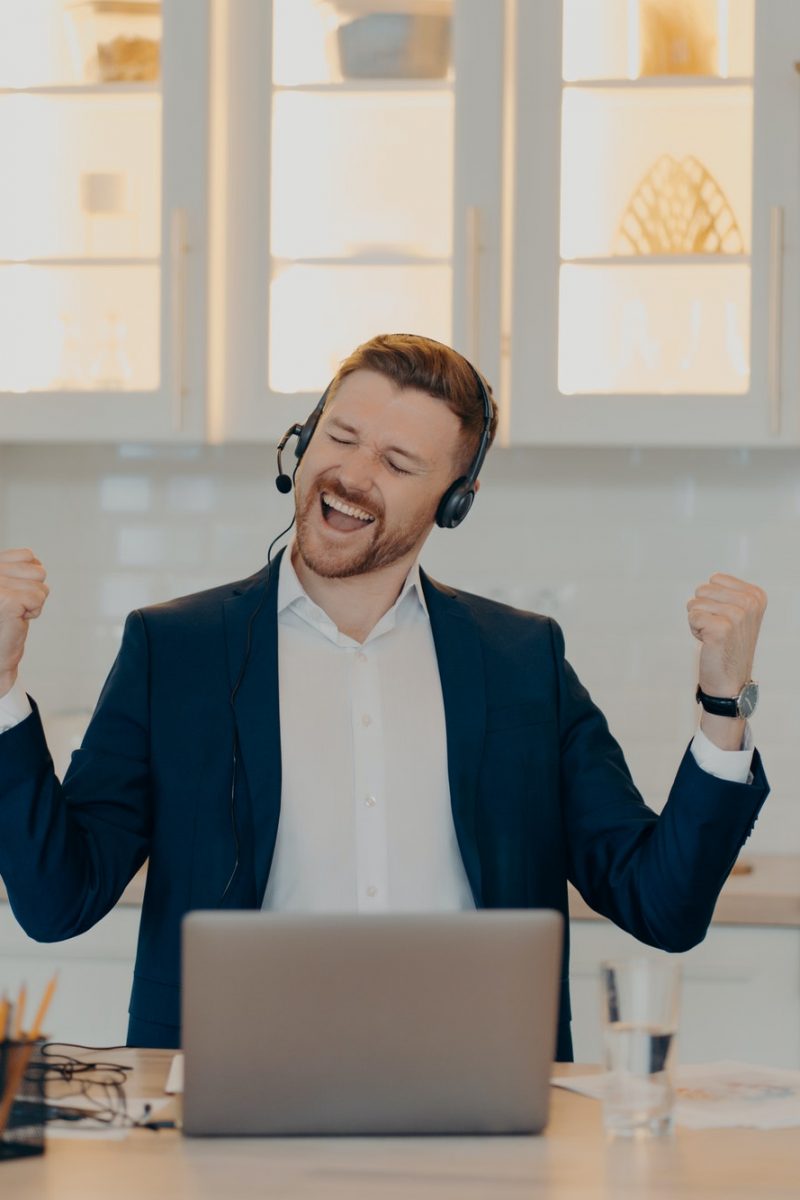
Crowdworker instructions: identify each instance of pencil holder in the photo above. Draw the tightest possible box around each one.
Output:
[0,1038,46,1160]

═══

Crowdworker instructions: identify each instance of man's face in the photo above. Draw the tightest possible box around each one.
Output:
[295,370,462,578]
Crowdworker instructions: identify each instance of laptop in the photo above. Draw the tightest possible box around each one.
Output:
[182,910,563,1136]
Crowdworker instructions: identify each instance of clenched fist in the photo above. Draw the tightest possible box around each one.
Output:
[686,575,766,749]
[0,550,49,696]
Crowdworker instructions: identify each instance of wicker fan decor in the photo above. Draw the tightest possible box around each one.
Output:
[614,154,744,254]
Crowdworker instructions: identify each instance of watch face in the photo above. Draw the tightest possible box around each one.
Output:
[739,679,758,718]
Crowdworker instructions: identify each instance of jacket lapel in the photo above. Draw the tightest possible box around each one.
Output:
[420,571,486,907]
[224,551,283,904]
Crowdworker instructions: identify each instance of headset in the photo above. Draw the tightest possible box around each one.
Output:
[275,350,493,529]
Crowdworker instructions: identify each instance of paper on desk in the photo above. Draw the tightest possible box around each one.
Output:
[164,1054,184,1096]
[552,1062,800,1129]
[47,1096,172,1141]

═══

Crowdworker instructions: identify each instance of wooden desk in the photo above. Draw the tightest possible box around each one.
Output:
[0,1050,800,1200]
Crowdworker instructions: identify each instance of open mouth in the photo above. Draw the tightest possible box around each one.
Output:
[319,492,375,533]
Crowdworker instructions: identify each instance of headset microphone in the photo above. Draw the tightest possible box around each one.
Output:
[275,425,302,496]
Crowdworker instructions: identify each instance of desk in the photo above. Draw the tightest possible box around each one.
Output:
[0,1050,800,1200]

═══

**Given task:** Rewrite the part of the listing that opens with the line containing "Crowdworker instructions: identify each instance of pencil" and closes with the line containing "[0,1038,46,1160]", changing "tightest" to "smallest" and keeping everything else the same. Give only those lines.

**Final result:**
Crowdworker instructions: identify each instance of pencil holder in the photo above. Draw the smallest possible box around each one.
Output:
[0,1038,46,1160]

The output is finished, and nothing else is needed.